# Goals
(a) In the forum thread about Unicode string length below, which annex of the Unicode standard describes how to split strings into grapheme clusters?
(b) Continue the forum thread about Unicode string length from where it stops.

# Document excerpt
— START —
The Unicode standard describes in Annex 29 [1] how to properly split strings into grapheme clusters. And here [2] is a JavaScript implementation. This is a solved problem.
This is most definitely not a solved problem, because graphemes (visual symbols) are a poor way to deal with unicode in the real world. Pretty much all systems either deal with the length in bytes (if they're old-style C), in code units / byte pairs (if they're UTF-16 based, like windows, java and javascript), or in unicode code points (if they're UTF-8 based, like every proper system should be). Dealing with the length in visual symbols is actually pretty much impossible in practice because databases won't let you define field lengths in graphemes.
The way things compose: bytes combine into code points (unicode numbers), and code points combine into graphemes (visual symbols). In UTF-16 for legacy compatibility reasons with UCS-2, code points decompose into code units (byte pairs), and high code points, which need a lot of bits to represent their number, need two code units (4 bytes) instead of one.
Java and JavaScript are UTF-16 based, so they measure length in code units and not code points. An emoji code point can be a low or high number depending on when it was added. Low numbers can be stored in two bytes, high numbers need four bytes. So an emoji can have length 1 or 2 in UTF-16. However, when moving to the database it will typically be stored in UTF-8, and the field length will be code points, not code units. So, that emoji will have a length of 1 regardless of whether it is low or high. You don't notice this as a problem because app-level field length checks will return a bigger number than what the database perceives, so no field length limits are exceeded.
There isn't any such thing as "characters" in code. In documentation when they say "characters" usually they mean bytes, code units or code points. Almost never do they mean graphemes, which is intuitively what people think they mean. The bottom line is two-fold: (A) always understand what is meant in documentation by "length in characters", because it almost never means the intuitive thing, and (B) don't try to use graphemes as your unit of length, it won't work in practice.
This is most definitely not a solved problem, because graphemes (visual symbols) are a poor way to deal with unicode in the real world.
What do you think how text editing controls work? You cursor moves one grapheme cluster at a time, selections start and end at grapheme cluster boundaries, and pressing backspace once deletes the last grapheme cluster even if it took you several key strokes to enter. Grapheme cluster are obviously useful and certainly not a poor way to deal with Unicode in the real world.
Sure, grapheme clusters are neither the most common way to talk about strings, nor are they the most useful one in all situations, but nobody claimed that. If you have to allocate storage, you of course use the size in bytes after encoding. If you translate between encodings, you may want to look at code points. The right tool for the job, and sometimes the right tool is grapheme clusters.
There isn't any such thing as "characters" in code.
— END —
# Dataset content
— START —
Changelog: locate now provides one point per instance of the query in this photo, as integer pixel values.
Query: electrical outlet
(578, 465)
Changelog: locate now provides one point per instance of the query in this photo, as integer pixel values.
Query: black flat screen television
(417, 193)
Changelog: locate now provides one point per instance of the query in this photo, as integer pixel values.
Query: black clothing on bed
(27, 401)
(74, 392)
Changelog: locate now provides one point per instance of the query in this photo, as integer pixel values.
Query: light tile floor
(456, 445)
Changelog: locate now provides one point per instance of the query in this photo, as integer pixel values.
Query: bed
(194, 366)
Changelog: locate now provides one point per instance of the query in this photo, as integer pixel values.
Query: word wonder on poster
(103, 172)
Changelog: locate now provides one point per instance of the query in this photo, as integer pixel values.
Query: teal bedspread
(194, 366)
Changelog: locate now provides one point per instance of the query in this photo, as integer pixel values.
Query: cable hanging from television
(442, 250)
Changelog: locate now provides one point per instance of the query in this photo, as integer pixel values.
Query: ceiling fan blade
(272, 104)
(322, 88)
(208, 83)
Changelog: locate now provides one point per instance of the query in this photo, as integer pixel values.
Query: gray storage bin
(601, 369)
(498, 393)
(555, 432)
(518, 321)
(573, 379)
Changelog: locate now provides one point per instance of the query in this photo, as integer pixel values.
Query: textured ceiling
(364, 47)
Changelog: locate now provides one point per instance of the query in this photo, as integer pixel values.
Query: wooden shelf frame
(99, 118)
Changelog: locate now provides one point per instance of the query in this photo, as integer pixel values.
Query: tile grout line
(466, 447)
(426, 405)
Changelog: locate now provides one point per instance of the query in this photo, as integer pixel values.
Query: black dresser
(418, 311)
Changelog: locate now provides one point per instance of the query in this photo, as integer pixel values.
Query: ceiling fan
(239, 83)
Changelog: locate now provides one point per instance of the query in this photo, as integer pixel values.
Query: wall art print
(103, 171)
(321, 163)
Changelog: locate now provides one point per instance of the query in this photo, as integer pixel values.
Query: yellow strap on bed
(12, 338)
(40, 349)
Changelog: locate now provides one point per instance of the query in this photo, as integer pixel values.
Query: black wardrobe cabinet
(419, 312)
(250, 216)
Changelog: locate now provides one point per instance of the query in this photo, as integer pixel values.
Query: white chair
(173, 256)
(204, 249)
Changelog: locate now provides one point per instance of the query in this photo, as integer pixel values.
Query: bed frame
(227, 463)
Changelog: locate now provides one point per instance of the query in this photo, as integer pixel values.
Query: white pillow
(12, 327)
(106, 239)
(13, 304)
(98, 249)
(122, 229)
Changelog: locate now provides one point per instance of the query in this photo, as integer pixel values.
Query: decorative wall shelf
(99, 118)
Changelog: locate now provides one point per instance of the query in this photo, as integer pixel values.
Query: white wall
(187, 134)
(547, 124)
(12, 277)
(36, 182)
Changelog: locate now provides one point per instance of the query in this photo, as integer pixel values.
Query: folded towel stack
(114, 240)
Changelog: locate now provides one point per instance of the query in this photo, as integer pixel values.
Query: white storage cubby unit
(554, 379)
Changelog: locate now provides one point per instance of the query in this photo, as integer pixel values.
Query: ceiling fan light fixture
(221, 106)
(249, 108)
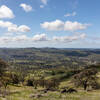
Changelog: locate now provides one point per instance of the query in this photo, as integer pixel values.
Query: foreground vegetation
(26, 82)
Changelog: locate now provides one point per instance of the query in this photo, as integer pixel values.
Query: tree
(3, 67)
(86, 78)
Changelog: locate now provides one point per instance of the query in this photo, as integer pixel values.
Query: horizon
(49, 23)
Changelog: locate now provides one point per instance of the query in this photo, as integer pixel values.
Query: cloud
(59, 25)
(41, 6)
(53, 26)
(69, 38)
(6, 12)
(13, 27)
(70, 14)
(44, 2)
(22, 28)
(27, 8)
(39, 38)
(74, 26)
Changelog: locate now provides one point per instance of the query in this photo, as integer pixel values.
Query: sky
(50, 23)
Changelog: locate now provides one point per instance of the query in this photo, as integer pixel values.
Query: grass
(23, 93)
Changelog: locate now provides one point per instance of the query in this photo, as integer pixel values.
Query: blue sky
(50, 23)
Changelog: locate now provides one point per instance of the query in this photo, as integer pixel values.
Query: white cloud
(70, 14)
(44, 2)
(53, 26)
(6, 12)
(6, 24)
(22, 28)
(40, 37)
(59, 25)
(73, 26)
(69, 38)
(13, 27)
(41, 6)
(26, 7)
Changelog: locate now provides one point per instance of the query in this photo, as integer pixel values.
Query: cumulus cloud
(27, 8)
(59, 25)
(41, 6)
(6, 12)
(22, 28)
(13, 27)
(69, 38)
(53, 26)
(70, 14)
(40, 38)
(44, 2)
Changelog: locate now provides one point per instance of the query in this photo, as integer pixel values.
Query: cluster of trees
(50, 83)
(86, 77)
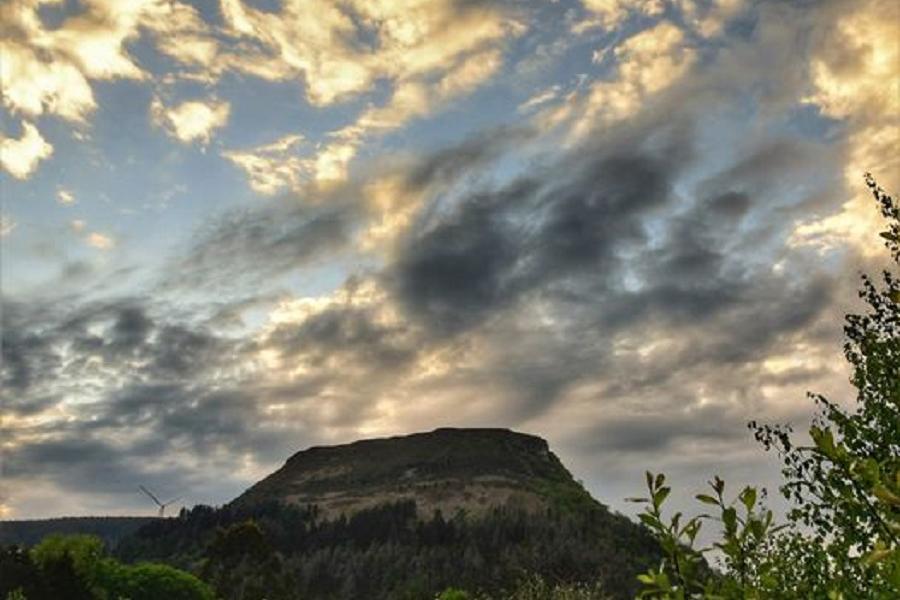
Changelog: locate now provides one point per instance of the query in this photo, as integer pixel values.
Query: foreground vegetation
(840, 540)
(841, 537)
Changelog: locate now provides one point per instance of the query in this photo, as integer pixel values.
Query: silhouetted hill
(403, 518)
(447, 469)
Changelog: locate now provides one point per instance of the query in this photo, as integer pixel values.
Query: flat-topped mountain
(446, 469)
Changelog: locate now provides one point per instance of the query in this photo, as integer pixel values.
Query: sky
(233, 229)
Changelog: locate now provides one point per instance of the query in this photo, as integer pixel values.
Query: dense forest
(278, 551)
(840, 540)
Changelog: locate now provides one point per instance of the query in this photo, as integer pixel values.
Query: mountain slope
(447, 469)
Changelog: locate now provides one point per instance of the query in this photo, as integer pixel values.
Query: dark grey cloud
(251, 247)
(533, 290)
(498, 246)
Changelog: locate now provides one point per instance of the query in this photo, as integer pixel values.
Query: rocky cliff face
(445, 469)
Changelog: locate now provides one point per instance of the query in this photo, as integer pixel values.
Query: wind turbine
(162, 505)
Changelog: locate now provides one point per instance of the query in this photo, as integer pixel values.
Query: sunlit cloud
(21, 156)
(272, 167)
(854, 76)
(64, 196)
(7, 225)
(97, 240)
(192, 121)
(534, 215)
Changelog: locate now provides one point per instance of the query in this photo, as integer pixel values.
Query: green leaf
(748, 498)
(885, 495)
(660, 479)
(729, 517)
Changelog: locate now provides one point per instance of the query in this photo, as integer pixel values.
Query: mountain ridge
(446, 469)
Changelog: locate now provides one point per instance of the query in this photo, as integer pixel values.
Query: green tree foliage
(390, 552)
(536, 587)
(841, 538)
(76, 567)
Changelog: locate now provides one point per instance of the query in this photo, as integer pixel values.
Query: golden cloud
(100, 241)
(20, 157)
(272, 167)
(855, 79)
(192, 121)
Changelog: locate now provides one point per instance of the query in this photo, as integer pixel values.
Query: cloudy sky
(232, 229)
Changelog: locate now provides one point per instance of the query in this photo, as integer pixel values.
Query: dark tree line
(283, 552)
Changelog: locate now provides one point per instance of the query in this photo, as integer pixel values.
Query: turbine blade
(149, 493)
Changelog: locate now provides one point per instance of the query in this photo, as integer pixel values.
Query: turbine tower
(162, 505)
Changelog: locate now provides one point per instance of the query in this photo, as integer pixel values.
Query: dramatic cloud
(629, 227)
(192, 121)
(273, 167)
(20, 157)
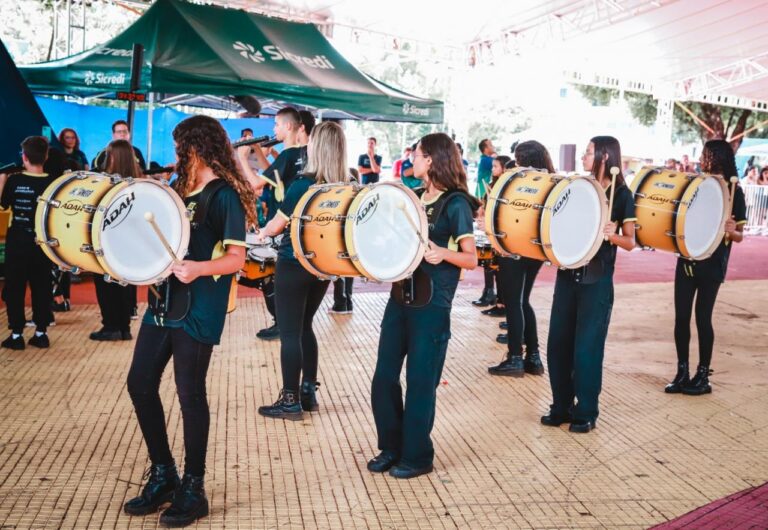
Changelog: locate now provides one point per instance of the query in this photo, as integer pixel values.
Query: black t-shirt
(100, 161)
(298, 188)
(453, 225)
(364, 161)
(603, 262)
(288, 165)
(715, 266)
(20, 195)
(224, 225)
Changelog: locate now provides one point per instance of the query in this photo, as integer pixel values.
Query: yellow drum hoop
(546, 220)
(296, 223)
(682, 211)
(349, 240)
(490, 211)
(98, 219)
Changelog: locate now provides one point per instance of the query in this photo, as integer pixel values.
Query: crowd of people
(234, 190)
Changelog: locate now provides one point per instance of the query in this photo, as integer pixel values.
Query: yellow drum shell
(317, 230)
(662, 199)
(69, 224)
(513, 222)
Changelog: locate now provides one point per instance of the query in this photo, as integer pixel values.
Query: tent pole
(150, 109)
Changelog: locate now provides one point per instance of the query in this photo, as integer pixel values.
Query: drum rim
(682, 211)
(354, 207)
(98, 218)
(546, 220)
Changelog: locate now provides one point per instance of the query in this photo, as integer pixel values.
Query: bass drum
(550, 218)
(351, 230)
(684, 213)
(94, 222)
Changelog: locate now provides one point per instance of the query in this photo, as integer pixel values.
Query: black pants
(115, 303)
(26, 263)
(421, 335)
(154, 348)
(298, 295)
(342, 291)
(516, 278)
(576, 345)
(705, 290)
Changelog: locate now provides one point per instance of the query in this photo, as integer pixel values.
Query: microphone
(249, 141)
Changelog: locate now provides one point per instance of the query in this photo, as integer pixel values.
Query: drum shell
(70, 223)
(662, 199)
(318, 241)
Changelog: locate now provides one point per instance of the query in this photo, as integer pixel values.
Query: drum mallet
(733, 181)
(614, 172)
(401, 206)
(150, 218)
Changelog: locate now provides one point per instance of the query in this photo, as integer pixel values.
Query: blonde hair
(327, 153)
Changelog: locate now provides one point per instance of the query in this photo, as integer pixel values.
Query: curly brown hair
(202, 140)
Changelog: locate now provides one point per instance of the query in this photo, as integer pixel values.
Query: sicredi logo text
(275, 53)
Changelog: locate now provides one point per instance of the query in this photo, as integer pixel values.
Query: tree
(724, 122)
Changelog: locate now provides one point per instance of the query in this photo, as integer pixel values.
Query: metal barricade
(757, 209)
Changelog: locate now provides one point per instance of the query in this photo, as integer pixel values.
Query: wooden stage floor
(71, 452)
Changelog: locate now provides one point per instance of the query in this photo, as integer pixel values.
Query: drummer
(703, 278)
(515, 279)
(299, 293)
(582, 304)
(421, 333)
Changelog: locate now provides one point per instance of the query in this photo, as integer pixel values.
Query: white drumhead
(262, 254)
(575, 221)
(131, 247)
(703, 218)
(385, 242)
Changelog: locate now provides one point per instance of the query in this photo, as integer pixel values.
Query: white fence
(757, 209)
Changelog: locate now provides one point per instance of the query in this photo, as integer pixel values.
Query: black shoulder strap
(206, 196)
(435, 210)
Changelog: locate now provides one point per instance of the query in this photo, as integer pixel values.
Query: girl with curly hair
(216, 252)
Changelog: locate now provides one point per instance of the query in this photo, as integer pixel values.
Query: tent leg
(150, 108)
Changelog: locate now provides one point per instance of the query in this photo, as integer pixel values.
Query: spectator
(71, 143)
(120, 131)
(369, 163)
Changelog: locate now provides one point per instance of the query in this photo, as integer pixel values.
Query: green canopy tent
(207, 50)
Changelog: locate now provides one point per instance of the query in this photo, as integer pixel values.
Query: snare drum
(351, 230)
(546, 217)
(259, 263)
(95, 222)
(684, 213)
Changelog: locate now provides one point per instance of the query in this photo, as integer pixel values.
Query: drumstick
(150, 218)
(401, 206)
(614, 171)
(733, 180)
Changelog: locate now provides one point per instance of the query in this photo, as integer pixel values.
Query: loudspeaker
(567, 157)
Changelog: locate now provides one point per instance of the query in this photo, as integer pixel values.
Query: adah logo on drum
(73, 207)
(120, 213)
(367, 210)
(561, 202)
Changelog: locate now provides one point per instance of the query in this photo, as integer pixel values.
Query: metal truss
(540, 28)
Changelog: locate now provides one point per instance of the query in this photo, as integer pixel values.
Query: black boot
(681, 379)
(487, 298)
(511, 366)
(189, 503)
(699, 384)
(286, 407)
(532, 363)
(163, 481)
(309, 397)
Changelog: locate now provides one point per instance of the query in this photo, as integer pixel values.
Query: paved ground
(71, 452)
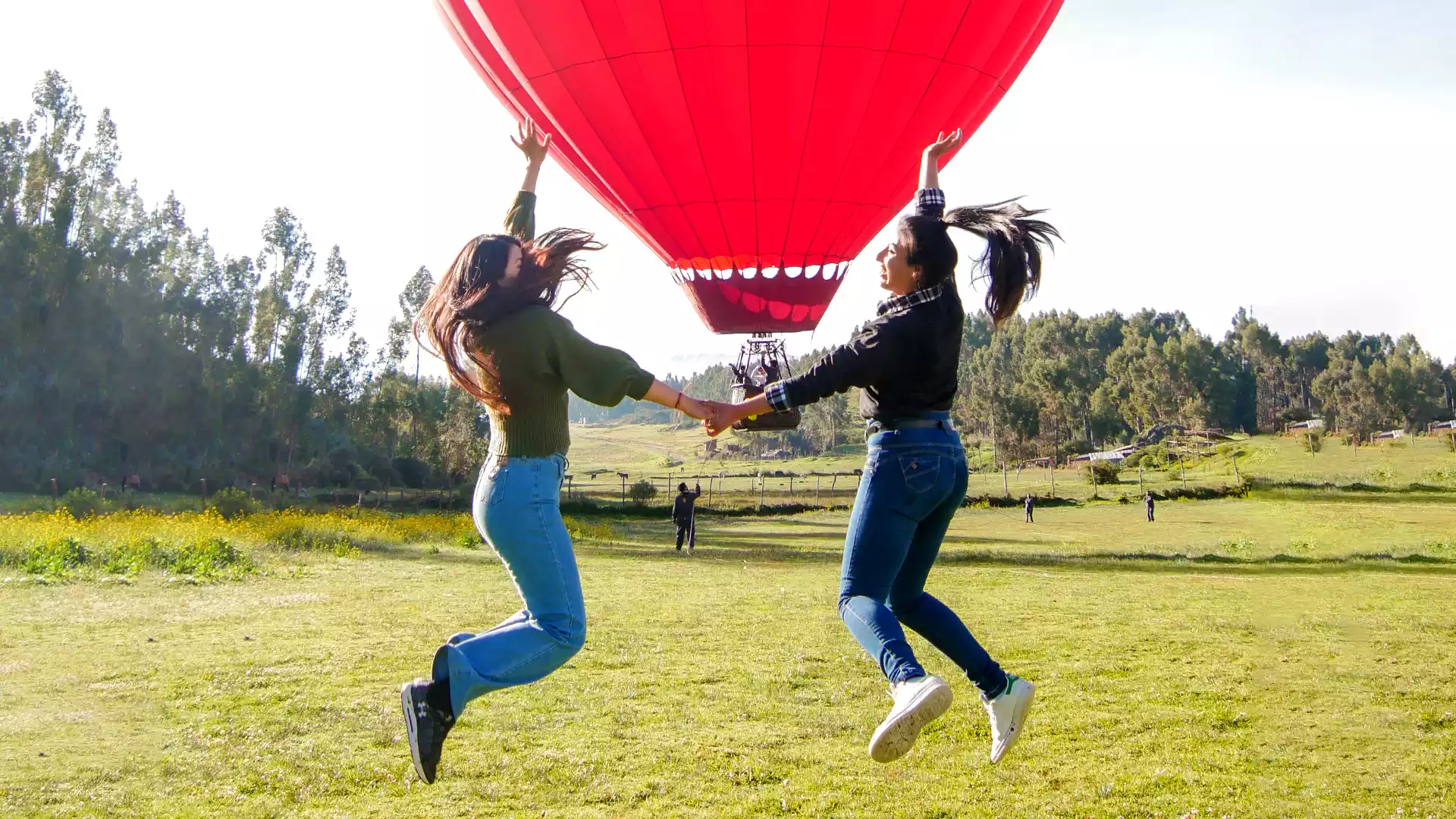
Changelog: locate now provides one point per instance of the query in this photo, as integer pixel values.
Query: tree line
— END —
# The results
(a) Annex 29

(b)
Sure, there is. Actually characters exist only in code, they are not used in any field dealing with written language besides computing. A character is the smallest unit of text a computer system can address.
Backspace is typically not one grapheme at a time, though it is for emoji. For scripts such as Arabic, it typically deletes ḥarakāt when they are composed on top of a base character. For a bit more discussion of how I hope to handle this in xi-editor, as well as links to the logic in Android, see https://github.com/google/xi-editor/issues/159
clarification: It is for some emoji, e.g. backspace on a family emoji will eliminate family members one by one. (on most browsers and platforms afaict). But flag emoji will be deleted as a group. IIRC handling of multicodepoint profession emoji is inconsistent.
I would point you to Swift's implementation of its "Character" type. Swift string handling is a model for how programming languages should approach Unicode characters and their complex combinations. The standard interface into all Swift strings is its "Character" type, which works exclusively with grapheme clusters.
A "code unit" exists in UTF-8 and UTF-32; they are not unique to UTF-16.[1] UTF-8's relationship with code points is approximately the same as UTF-16's, except that UTF-8 systems tend to understand code points better because if they didn't, things break a lot sooner, whereas they mostly work in UTF-16.
Your entire argument that graphemes are a poor way to deal with unicode seems to be that current programming languages don't use graphemes, instead dealing in a mix of code units or points. But the article here shows a number of cases where that doesn't break down, and the person you're responding to clearly points out that, for the cases covered in the article, graphemes are the way to go (and he's correct).
Graphemes aren't always the correct method (and I don't think your parent was advocating that), just like code units or code points aren't always the right way to count. It's highly dependent on the problem at hand. The bigger issue is that programming languages make the default something that's often wrong, when they probably ought to force the programmer to choose, and so, most code ends up buggy. Worse, some languages, like JavaScript, provide no tooling within their standard library for some of the various common ways of needing to deal with Unicode, such as code points.
How would you implement graphemes compatibility if you can have unlimited number of code points combine into a grapheme? Designing an efficient storage solution for such text seems like a nightmare.
Any time you define an upper limit, someone will come up with more emojis that will require larger number of code points per grapheme.
> A "code unit" exists in UTF-8 and UTF-32; they are not unique to UTF-16.
Technically yes. But they are only "exposed" in UTF-16. In UTF-32 code points and code units are the same size, so you only have to deal with code points. In UTF-8 you only have to deal with code points and bytes. UTF-16 is unique in having something that is neither code point nor byte but sits in between.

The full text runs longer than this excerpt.